* Stated exercise *
Copy out the material below, switching each occurrence of "single point" to "single dot" and leaving every other word unchanged.

====

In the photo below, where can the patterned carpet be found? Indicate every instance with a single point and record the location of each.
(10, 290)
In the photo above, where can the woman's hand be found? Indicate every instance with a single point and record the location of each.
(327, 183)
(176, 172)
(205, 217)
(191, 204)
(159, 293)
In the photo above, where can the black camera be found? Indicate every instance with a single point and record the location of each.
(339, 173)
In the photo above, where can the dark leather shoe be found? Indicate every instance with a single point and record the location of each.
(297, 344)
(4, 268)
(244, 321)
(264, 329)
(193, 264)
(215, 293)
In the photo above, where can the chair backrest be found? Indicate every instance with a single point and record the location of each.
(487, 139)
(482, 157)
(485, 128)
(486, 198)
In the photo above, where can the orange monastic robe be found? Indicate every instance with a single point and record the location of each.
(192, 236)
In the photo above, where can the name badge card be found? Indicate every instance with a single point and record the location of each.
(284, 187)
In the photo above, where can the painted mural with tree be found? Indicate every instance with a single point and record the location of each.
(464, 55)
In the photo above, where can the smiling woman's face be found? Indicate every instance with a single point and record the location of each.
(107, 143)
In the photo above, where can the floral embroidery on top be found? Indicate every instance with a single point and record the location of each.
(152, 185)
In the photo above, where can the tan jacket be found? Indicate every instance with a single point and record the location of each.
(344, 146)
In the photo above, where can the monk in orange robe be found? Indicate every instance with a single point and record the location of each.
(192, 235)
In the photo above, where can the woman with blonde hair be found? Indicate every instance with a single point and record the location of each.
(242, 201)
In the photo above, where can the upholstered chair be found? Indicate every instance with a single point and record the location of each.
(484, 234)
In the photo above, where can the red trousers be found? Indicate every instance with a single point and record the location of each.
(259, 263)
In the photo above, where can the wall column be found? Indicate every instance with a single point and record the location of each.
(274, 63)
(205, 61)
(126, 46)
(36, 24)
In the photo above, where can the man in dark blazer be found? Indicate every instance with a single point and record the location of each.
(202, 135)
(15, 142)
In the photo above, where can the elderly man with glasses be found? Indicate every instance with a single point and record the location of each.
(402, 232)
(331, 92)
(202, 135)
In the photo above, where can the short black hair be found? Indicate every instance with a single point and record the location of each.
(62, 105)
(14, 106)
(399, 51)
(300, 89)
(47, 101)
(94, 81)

====

* Complete output *
In the photo below, where can the patterned carpet be found? Indicate every instance with a single dot and record the location of each.
(10, 290)
In the photo above, where can the woman's hand be found? Indicate every instance with a single dot and record the location of each.
(327, 183)
(176, 172)
(205, 217)
(191, 204)
(159, 293)
In the photo above, where can the black camera be found? Indicate every instance with a single dot and record the location of each.
(339, 173)
In the photo above, where can the dark leather shoe be found? Indicate every instance with a single dot and record the location of each.
(297, 344)
(4, 268)
(244, 321)
(264, 329)
(193, 264)
(215, 293)
In the photo above, where can the chair backrest be found? Indicate every instance with a single dot and record the location of each.
(487, 139)
(482, 157)
(485, 128)
(486, 198)
In the photo above, where can the orange monastic robe be found? Indicate every instance with a single dot and record the location of each.
(192, 236)
In the photo above, where can the name badge card be found? Indicate every instance with a single dot and record the location of each.
(284, 187)
In the photo above, where can the painted mural with tree be found? Indicate every instance with a single dot and record the location of each.
(464, 55)
In the photo above, where can the smiling woman's face be found? Indicate every instance with a single dot and record the location of each.
(107, 143)
In the photo above, where can the floral embroidery on top be found? Indicate every instance with a single dot and record the location of each.
(152, 185)
In the photo above, where can the tan jacket be found? Indicate every instance with a single dot and record the location of each.
(344, 146)
In the photo above, where can the monk in orange robe be found? Indicate every instance with a single dot and record the location of each.
(192, 235)
In the photo above, where can the woman with blonde hair be found? Indicate every instance with a single dot and record the location of each.
(242, 201)
In the photo above, where can the upholstered chair be found? Indicate every instance with a single dot and record the location of each.
(484, 234)
In the photo above, where can the red trousers be found? Indicate every instance with a single dot and record the location of each.
(259, 263)
In the photo above, where can the wall column be found? Indicate every instance with a single dot and record the location of each.
(274, 63)
(205, 61)
(126, 46)
(36, 24)
In the photo above, where can the man in dark blazer be found? Indicate every instance with a single dot and record the location of each.
(202, 135)
(15, 142)
In the photo above, where can the elderly man with glasses be found? Indicate every instance with a single dot and record the location of each.
(402, 232)
(331, 92)
(202, 135)
In the photo above, where can the short black hair be found? Indicate every instance with a single dot and record the location of each.
(62, 105)
(14, 106)
(399, 51)
(300, 89)
(47, 101)
(94, 81)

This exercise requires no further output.